TASK GOAL - Return the lines beginning at the one that contains "pillow, one per instance" and continuing to the end of the entries, including both ends, exactly as written and nothing else.

STORED DATA -
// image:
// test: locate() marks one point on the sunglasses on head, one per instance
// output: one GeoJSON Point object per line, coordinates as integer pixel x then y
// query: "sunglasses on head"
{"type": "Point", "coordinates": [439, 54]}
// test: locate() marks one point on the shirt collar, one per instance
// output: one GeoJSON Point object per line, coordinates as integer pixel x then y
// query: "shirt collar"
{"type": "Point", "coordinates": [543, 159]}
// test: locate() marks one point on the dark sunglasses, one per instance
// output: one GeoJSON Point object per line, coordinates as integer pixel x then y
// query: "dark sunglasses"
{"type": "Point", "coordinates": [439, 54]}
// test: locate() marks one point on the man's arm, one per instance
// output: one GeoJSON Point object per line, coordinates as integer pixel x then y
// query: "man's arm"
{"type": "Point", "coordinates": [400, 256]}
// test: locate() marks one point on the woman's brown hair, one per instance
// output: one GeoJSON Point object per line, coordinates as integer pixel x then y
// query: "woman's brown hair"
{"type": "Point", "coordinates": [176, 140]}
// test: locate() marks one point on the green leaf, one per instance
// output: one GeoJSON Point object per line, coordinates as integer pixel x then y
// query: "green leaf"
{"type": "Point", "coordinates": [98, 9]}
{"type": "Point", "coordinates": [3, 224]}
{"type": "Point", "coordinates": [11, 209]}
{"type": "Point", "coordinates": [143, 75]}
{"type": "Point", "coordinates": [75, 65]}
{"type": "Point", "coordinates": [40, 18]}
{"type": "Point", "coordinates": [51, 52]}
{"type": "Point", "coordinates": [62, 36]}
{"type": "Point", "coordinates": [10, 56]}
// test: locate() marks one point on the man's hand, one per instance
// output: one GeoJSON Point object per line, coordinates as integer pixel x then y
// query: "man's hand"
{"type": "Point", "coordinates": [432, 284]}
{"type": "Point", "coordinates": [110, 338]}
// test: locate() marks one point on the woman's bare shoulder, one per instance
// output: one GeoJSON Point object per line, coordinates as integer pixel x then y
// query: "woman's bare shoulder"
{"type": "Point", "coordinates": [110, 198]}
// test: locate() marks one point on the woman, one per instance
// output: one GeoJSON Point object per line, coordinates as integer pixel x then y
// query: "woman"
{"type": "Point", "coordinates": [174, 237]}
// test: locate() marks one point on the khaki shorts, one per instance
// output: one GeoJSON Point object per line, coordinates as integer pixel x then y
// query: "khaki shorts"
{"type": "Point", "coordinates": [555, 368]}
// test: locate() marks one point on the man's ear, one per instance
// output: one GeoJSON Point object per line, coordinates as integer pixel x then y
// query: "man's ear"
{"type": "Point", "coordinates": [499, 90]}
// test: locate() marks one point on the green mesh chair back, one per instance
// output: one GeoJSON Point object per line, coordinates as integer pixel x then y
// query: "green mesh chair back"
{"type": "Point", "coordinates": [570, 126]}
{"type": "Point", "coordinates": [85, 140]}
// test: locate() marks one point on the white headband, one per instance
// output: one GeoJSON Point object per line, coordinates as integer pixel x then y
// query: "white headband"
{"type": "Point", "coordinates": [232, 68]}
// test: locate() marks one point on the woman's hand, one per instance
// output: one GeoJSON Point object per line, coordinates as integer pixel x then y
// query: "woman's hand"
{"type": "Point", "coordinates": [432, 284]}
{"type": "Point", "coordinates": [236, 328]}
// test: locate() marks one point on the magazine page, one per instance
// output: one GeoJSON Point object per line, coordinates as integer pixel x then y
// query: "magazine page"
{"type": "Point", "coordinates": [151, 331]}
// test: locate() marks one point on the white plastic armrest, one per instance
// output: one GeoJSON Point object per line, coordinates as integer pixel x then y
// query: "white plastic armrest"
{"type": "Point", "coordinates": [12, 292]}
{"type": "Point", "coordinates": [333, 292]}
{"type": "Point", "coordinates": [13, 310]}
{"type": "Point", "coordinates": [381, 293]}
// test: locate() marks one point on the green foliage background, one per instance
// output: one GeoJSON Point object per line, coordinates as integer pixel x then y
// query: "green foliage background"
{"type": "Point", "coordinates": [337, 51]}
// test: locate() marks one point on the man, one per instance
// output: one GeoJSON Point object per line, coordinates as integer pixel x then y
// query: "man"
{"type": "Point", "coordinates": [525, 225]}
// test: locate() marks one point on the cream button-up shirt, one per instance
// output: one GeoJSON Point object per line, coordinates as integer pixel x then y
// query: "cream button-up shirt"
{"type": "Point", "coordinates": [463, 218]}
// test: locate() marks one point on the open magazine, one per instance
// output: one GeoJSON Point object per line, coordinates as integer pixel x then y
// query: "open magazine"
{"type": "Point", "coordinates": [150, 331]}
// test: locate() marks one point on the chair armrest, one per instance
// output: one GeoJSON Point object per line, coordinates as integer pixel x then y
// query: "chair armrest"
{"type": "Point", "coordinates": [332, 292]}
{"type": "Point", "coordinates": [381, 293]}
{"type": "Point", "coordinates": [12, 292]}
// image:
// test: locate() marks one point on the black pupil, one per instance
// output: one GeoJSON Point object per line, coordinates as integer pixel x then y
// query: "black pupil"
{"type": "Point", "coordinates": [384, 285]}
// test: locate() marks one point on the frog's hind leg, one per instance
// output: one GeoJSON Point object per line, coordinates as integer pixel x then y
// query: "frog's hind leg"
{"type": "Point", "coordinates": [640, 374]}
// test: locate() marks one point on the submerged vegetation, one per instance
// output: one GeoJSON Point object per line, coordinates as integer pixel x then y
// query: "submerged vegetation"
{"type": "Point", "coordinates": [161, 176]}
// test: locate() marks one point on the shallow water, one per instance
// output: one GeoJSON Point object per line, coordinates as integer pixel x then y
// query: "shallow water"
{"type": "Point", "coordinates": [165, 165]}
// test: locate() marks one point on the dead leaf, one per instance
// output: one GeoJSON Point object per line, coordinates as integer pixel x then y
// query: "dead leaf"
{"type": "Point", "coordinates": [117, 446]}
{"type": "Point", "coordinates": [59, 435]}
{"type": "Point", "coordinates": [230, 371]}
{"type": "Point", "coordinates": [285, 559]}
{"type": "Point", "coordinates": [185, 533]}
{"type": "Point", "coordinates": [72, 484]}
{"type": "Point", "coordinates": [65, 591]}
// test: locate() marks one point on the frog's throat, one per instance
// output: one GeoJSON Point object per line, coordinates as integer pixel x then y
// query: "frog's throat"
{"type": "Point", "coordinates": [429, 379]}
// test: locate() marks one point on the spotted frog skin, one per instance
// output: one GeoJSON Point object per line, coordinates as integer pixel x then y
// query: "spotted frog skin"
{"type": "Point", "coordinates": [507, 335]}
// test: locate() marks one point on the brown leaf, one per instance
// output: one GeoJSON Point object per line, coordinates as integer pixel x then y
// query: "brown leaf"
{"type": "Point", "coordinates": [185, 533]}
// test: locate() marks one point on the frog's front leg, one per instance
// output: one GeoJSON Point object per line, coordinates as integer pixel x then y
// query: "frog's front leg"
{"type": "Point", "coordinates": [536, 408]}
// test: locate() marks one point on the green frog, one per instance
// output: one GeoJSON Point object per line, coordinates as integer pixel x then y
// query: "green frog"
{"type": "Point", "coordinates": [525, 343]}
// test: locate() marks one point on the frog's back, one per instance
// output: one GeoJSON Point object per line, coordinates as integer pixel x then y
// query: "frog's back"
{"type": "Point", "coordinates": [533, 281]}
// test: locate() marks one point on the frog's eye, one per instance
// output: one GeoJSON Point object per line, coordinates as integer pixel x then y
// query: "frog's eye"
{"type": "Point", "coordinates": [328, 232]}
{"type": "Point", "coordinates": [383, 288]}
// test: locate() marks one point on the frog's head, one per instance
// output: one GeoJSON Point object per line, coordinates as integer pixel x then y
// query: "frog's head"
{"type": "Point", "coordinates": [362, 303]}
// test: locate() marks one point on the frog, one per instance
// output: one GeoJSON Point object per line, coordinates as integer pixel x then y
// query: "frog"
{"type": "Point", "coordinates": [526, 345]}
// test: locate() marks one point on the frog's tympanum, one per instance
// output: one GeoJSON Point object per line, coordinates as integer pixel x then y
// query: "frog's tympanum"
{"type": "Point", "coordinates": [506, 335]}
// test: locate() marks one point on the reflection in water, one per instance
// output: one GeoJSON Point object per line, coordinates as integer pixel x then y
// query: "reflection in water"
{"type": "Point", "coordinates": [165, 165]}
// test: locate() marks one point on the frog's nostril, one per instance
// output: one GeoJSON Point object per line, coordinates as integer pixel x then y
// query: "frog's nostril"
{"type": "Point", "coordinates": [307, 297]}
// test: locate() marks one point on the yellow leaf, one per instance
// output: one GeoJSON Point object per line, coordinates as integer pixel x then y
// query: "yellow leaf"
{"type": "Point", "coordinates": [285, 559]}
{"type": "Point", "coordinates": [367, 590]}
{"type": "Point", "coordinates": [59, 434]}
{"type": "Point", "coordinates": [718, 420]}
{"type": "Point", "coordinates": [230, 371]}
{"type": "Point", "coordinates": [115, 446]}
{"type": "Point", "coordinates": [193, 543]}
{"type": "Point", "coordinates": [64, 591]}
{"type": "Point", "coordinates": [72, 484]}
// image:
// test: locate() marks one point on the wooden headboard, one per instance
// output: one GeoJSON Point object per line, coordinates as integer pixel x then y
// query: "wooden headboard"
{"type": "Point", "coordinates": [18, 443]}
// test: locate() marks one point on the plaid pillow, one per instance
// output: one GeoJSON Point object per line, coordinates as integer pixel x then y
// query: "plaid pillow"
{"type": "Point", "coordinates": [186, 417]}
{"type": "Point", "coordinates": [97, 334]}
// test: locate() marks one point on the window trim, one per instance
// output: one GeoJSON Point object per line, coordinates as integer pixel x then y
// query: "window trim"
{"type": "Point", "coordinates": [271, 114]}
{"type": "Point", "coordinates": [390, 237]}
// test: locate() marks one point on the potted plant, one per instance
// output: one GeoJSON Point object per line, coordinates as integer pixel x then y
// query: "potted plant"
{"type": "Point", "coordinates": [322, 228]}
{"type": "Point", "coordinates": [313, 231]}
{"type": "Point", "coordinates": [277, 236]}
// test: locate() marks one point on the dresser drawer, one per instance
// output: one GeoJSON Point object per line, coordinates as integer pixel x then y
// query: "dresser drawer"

REPLY -
// test: locate() marks one point on the plaid pillow, one per instance
// output: one GeoJSON Point object per line, coordinates as integer pixel x then y
// query: "plaid pillow"
{"type": "Point", "coordinates": [186, 417]}
{"type": "Point", "coordinates": [97, 334]}
// test: locate() marks one point on the window trim, one per instance
// output: one GeoJSON Point object per line, coordinates as integer pixel x then y
// query: "window trim"
{"type": "Point", "coordinates": [271, 114]}
{"type": "Point", "coordinates": [390, 237]}
// test: locate() marks one point on the potted plant, one per instance
// output: one GeoJSON Point object per line, coordinates as integer pixel x then y
// query: "potted plant"
{"type": "Point", "coordinates": [322, 228]}
{"type": "Point", "coordinates": [313, 231]}
{"type": "Point", "coordinates": [277, 236]}
// test: locate() marks one point on the dresser drawer, one per instance
// output: one GeoJSON Point object per line, coordinates as integer pixel x then y
// query: "dresser drawer"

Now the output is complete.